**Your goal:**
Copy the lines verbatim, beginning with the line that contains "of the lavender" and continuing through the end of the data, and only those lines.

(Position annotation records)
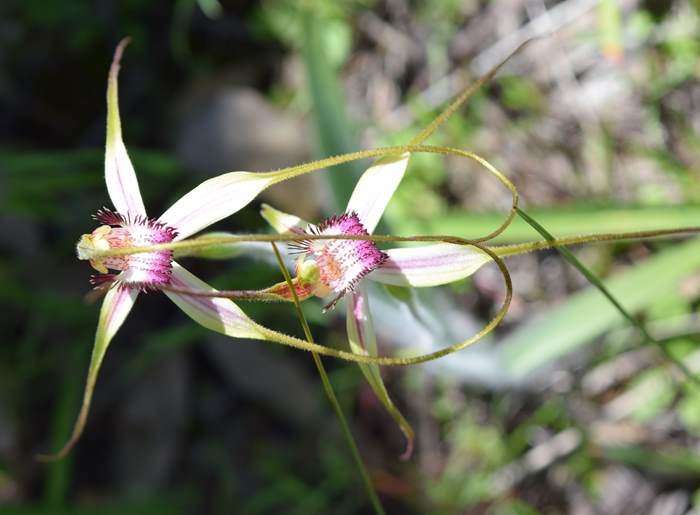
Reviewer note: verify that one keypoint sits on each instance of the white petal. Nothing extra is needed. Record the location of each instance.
(214, 200)
(280, 221)
(122, 185)
(116, 306)
(218, 314)
(429, 265)
(376, 187)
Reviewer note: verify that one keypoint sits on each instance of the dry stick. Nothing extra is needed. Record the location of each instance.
(330, 393)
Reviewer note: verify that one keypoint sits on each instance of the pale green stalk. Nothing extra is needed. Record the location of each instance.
(330, 393)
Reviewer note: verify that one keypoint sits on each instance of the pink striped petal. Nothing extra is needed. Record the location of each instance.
(122, 185)
(214, 200)
(429, 265)
(280, 221)
(375, 188)
(362, 340)
(217, 314)
(115, 307)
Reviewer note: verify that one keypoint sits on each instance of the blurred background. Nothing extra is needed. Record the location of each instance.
(562, 410)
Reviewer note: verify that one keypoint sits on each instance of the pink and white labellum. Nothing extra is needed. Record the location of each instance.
(340, 263)
(340, 266)
(125, 276)
(142, 271)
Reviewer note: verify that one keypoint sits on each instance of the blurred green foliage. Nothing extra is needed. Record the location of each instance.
(50, 179)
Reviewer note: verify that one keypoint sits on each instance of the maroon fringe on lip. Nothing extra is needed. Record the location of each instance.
(109, 217)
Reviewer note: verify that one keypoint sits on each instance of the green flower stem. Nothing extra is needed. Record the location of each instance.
(330, 393)
(593, 279)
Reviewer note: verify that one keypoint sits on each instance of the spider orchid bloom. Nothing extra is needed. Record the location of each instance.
(338, 267)
(125, 276)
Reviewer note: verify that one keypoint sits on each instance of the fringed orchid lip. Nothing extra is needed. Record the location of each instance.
(143, 271)
(341, 263)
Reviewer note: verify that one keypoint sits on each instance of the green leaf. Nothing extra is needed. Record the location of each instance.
(588, 314)
(576, 219)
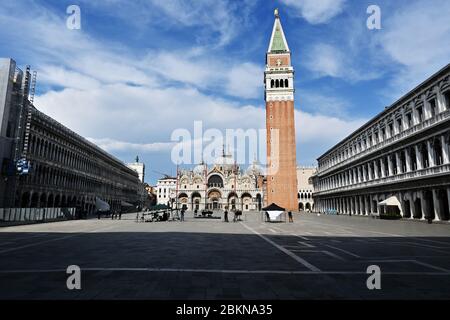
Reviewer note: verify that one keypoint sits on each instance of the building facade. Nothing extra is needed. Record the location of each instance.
(280, 121)
(305, 188)
(401, 154)
(62, 168)
(139, 167)
(68, 170)
(166, 190)
(223, 186)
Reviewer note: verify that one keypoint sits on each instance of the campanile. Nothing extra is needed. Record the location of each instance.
(280, 122)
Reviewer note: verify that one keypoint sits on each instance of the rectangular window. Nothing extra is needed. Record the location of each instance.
(433, 107)
(420, 114)
(447, 99)
(409, 119)
(399, 125)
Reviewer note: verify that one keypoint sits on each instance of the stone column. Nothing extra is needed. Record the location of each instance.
(390, 165)
(445, 154)
(375, 169)
(361, 207)
(423, 203)
(413, 205)
(437, 206)
(366, 205)
(431, 157)
(402, 204)
(383, 169)
(448, 196)
(399, 162)
(408, 160)
(418, 158)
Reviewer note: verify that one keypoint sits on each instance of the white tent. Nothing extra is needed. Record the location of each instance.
(391, 201)
(273, 215)
(101, 205)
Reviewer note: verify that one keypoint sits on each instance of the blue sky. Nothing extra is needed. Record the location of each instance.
(137, 70)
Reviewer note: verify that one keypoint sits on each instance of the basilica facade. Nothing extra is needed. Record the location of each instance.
(222, 186)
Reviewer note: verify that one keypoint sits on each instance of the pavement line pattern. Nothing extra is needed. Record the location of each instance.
(342, 250)
(289, 253)
(78, 233)
(235, 271)
(424, 264)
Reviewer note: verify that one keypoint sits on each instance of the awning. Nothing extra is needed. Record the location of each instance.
(391, 201)
(273, 215)
(101, 205)
(126, 204)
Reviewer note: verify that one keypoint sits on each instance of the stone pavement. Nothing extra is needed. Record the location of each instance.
(316, 257)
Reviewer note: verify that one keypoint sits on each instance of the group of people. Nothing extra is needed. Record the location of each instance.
(236, 216)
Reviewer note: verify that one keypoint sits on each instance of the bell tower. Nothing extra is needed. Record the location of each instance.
(280, 121)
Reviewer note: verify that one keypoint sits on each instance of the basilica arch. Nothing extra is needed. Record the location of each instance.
(214, 201)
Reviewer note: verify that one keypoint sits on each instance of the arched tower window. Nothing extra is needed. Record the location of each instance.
(215, 181)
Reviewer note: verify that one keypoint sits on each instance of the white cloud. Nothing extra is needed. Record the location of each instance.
(325, 60)
(245, 80)
(417, 38)
(112, 145)
(316, 11)
(323, 104)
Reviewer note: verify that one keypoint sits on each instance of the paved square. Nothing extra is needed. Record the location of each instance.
(315, 257)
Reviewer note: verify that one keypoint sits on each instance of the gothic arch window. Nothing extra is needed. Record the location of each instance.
(437, 146)
(215, 181)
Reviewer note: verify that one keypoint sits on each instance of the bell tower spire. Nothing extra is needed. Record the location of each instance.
(280, 121)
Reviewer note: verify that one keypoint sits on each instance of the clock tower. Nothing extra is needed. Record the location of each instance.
(280, 121)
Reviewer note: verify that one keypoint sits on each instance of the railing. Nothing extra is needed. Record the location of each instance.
(35, 214)
(445, 168)
(404, 134)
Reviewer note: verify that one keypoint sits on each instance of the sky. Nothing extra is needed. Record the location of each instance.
(136, 71)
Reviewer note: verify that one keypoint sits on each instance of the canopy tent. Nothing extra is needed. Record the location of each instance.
(273, 212)
(159, 207)
(391, 201)
(126, 204)
(273, 207)
(101, 205)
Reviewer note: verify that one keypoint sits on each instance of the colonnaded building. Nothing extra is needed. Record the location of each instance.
(401, 155)
(45, 164)
(223, 186)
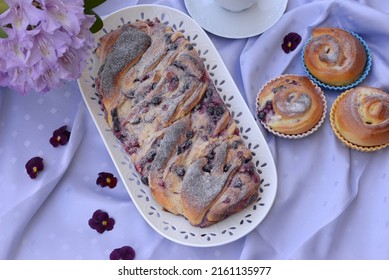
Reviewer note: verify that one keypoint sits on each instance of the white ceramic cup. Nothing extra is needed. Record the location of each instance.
(235, 5)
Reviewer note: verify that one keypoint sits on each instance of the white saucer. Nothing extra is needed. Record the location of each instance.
(250, 22)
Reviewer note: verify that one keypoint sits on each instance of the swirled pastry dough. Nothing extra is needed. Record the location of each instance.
(290, 104)
(334, 56)
(361, 116)
(161, 103)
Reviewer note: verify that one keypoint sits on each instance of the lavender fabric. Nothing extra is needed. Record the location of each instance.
(332, 202)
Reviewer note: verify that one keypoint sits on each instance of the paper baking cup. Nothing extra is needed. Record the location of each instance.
(344, 140)
(345, 87)
(300, 135)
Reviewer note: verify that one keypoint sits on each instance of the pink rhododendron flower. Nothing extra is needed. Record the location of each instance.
(48, 42)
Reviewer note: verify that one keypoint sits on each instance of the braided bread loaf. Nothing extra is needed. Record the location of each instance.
(161, 103)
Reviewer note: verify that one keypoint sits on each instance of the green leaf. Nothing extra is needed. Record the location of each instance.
(3, 34)
(90, 4)
(98, 22)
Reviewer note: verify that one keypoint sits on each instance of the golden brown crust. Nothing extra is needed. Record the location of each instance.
(290, 104)
(361, 116)
(178, 132)
(335, 56)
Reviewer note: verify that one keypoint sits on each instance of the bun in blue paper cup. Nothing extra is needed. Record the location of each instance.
(336, 59)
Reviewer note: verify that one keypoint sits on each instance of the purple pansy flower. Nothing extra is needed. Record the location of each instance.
(34, 166)
(60, 136)
(123, 253)
(291, 41)
(106, 179)
(101, 221)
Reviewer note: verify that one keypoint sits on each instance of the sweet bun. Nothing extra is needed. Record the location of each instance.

**Output of the exercise:**
Reviewer note: verify that one keypoint sits on each instance of the lavender fabric. Nothing extra is needed. Record the location of each instance.
(332, 202)
Reviewer note: verify that one keypoint sits on each instance of the paper baking cup. Nothing extra is needed. Record the location of each instance.
(344, 140)
(345, 87)
(300, 135)
Reviewer note: verify that one keypoint sits on each instance of the pink rhododendron flower. Nothing extra is needed. Record the location of each instance.
(48, 42)
Reviewer note: verify that one keypoint sits on each instance of the braided bread loaf. Nothing extra is needed. Record the location of each instance.
(161, 103)
Reviewer note: verify that one keypoint sits on each instance of the green leaf. Nothing extra is needed. Record the location of each instance.
(3, 34)
(90, 4)
(98, 22)
Reviewer note: verify that one keypoint sits on each instance of the golden brown crust. Nothing extra is needed. Record the location of each instance.
(290, 104)
(361, 116)
(178, 132)
(335, 56)
Reviewer note: verify that one keypoint sits on each instance of the bun in blue paper cup. Nothing extra is needed. Record the location of each instance.
(336, 59)
Reviewer note: verify that one keypoint sits on each instance of the purple pansy flower. Nothing extra is needed. Record the location of each instance.
(34, 166)
(60, 136)
(123, 253)
(291, 41)
(106, 179)
(101, 221)
Reviewer note: verify that one keypoint sits on each instance of the sweet bun. Nothing extra is needed. Record the location of each instance.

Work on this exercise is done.